So Yokley requested to be reclassified and was approved, literally two days before he would have had to begin the full-scale pilot training program. He did complete about 25 to 30 hours of pilot training, so he needs about 20 more hours to obtain a private pilot’s license, something he said he will consider in the future.

It was during his preparation for the new assignment, to be trained as a flight medic, that Yokley found out more about the problem with his right hip.

“It was something that bugging me a little bit my senior year at the Academy and while I was playing at Johnson City but it wasn’t bad enough that it prevented me from playing or anything like that,” Yokley said. “I found out in November of 2016 when they did an MRI that I had a partial tear of the labrum. Because I wasn’t pitching I learned how to avoid some of the movements that made it flare up.”

After completing two years of his military commitment, Yokley applied for a program that let him exchange his remaining active duty commitment by doubling his reserve requirement. So in February, Yokley, a First Lieutenant, joined the Colorado Air National Guard, where he has five years of service remaining, and began ramping up his workouts in preparation of his return to baseball.

■ Task prompt
Please resume the passage about Yokley's military service and return to baseball, picking up right after its last sentence.

■ Excerpted data
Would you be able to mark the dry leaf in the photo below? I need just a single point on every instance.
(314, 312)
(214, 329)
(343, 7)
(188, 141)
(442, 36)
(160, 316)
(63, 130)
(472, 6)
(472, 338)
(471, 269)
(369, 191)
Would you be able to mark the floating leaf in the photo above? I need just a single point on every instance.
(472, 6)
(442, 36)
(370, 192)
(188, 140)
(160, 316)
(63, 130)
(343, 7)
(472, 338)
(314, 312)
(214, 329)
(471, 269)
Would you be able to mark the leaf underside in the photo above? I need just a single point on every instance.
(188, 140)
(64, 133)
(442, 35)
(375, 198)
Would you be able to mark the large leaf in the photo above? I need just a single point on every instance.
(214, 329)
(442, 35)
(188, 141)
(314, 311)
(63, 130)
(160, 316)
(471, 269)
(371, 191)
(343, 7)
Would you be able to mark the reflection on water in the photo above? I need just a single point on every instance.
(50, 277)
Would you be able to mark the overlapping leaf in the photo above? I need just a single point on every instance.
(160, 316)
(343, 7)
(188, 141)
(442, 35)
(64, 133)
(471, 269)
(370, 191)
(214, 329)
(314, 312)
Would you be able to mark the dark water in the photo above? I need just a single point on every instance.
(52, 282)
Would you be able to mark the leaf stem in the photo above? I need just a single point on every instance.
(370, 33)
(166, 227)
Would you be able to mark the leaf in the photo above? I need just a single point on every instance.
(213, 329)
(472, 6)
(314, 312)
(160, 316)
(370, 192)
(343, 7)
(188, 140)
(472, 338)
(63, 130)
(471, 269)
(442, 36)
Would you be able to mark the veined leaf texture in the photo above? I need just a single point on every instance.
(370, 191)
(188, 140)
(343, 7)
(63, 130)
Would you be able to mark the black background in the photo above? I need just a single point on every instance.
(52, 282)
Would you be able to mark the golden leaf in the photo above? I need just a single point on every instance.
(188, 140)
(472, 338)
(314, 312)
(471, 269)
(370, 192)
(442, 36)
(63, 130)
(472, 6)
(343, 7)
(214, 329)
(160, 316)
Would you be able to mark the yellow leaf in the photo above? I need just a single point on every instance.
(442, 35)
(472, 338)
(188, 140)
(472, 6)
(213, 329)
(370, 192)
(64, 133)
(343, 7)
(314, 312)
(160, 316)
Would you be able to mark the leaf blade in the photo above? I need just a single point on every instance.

■ Reply
He arrived in Florida last week and during his routine physical, mentioned his past hip problem to the training staff. Following another MRI and X-rays, he was told he a had a complete tear of the labrum.

“They said if I didn’t get it fixed now it was going to turn into a full hip replacement and I would have some long-term health issues,” Yokley said.

“There is kind of a silver lining to it in that I get to take care of it now and not waste time rehabbing and getting to 100 percent and then have to get it taken care of and miss time again. I was only throwing and working on baseball specific movements for a month to a month and a half. I was going to have to build up my arm strength slowly, but now I get to build it up while I am rehabbing my hip too. I will be able to get back stronger than I was before.”

Monday’s surgery will be an outpatient procedure, and after a couple of days of checkups, Yokley plans to fly home to Denver and then come back to Jupiter in late April to begin the four to six-month rehab program.

Even with missing this year, Yokley, now 25, figures he is still closer to getting back to playing baseball then he had planned when he left Johnson City in 2015.

“I was expecting to be gone five years, and now I’m back after 2 1/2, so I kind of have a 2 ½ year head start,” he said.

What Yokley found during the 2 ½ years he was away from the game was how much he missed it, so much so that it was hard for him to watch games on television.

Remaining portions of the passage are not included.